● **RECORD SET**

Segment Open

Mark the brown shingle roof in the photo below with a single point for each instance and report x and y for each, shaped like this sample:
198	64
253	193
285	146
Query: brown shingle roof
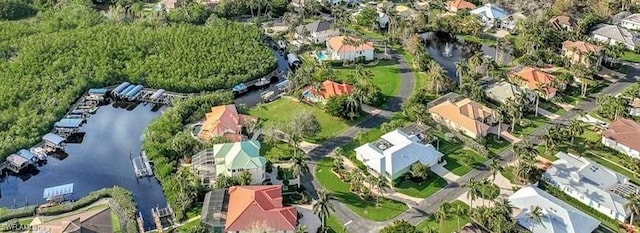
625	132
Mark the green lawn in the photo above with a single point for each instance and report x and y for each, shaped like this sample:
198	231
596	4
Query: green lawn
385	75
284	109
387	210
334	225
452	224
631	57
424	189
280	151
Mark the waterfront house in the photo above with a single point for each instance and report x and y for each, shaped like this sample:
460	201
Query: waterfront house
634	107
564	22
348	48
614	34
393	154
592	184
532	78
329	89
557	216
582	52
623	135
457	5
465	116
259	208
490	14
223	120
230	159
631	22
316	32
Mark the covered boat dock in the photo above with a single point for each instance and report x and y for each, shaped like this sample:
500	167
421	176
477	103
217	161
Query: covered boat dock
57	193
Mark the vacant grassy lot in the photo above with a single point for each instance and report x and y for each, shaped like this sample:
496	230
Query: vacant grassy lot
284	109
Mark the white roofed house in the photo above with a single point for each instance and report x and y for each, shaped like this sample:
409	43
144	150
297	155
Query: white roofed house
393	154
557	216
592	184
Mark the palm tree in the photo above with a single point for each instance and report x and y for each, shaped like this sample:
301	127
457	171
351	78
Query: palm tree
322	207
535	216
633	205
494	168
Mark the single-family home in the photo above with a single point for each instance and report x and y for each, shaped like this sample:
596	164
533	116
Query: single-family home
509	22
465	116
614	34
230	159
316	32
490	14
634	107
501	91
582	52
258	208
456	5
563	22
623	135
347	48
223	120
591	184
329	89
557	216
393	154
533	78
631	22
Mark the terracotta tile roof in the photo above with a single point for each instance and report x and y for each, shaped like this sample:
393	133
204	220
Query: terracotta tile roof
564	20
259	205
461	4
223	120
466	113
635	103
581	46
624	131
531	77
337	45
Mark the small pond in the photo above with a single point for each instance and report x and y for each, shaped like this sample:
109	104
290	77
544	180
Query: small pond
100	160
447	50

Segment Closed

When you output the entries, keep each line exactly as it is and leave out any pictures.

● **YOUR SOLUTION**
Mark the brown shingle roof in the photo below with a single point for each instance and report x and y for each, shaped like this sample:
198	64
253	193
285	146
Query: brown shingle roof
625	132
Mark the green lawn in the photo above with a single point for each instance and report x and y for each, shaped like this sample:
198	231
596	4
Query: green lawn
385	75
284	109
387	210
334	225
452	224
631	57
424	189
280	151
Mark the waterfront house in the photo above with a single point for each instance and report x and y for each, shaped like this sample:
460	201
Query: waterfront house
634	107
564	22
348	48
614	34
393	154
592	184
532	78
329	89
557	216
582	52
623	135
457	5
465	116
259	208
490	14
223	120
230	159
631	22
316	32
Mark the covered boat dock in the photo above with a single point for each instance and report x and y for each, shaped like this sample:
500	167
421	176
477	103
217	161
Query: covered boat dock
57	193
Mark the vacant grassy lot in the photo above with a single point for each instance and report x and y for each, shaped like this sample:
496	230
Query: vacant grassy lot
284	109
Mark the white roofed house in the photo above with a single point for each instance and report x and y for each, shaped like this sample:
409	43
144	150
297	155
Query: white roofed house
393	154
557	216
592	184
Mark the palm tree in the photo above with a single point for each instance and report x and y for each, shaped like this sample:
301	127
457	171
351	78
Query: palm tree
322	207
535	216
633	205
494	168
Mark the single-family home in the photo above with a single point for each instance and report x and y for each, shaped like this sample:
596	164
533	116
Query: single-family home
509	22
465	116
614	34
230	159
316	32
490	14
634	107
501	91
582	52
258	208
456	5
563	22
623	135
347	48
223	120
591	184
329	89
557	216
393	154
533	78
631	22
Mark the terracotta tile roof in the photo above with a single point for each instance and report x and y for each, shaped like this sample:
393	133
204	220
Query: terracotta tile roof
564	20
259	205
461	4
223	120
466	113
635	103
581	46
624	131
531	77
337	45
Mark the small pond in the photo above with a single point for each instance and report x and y for each, shaped like this sample:
109	104
290	77
544	180
Query: small pond
100	160
447	50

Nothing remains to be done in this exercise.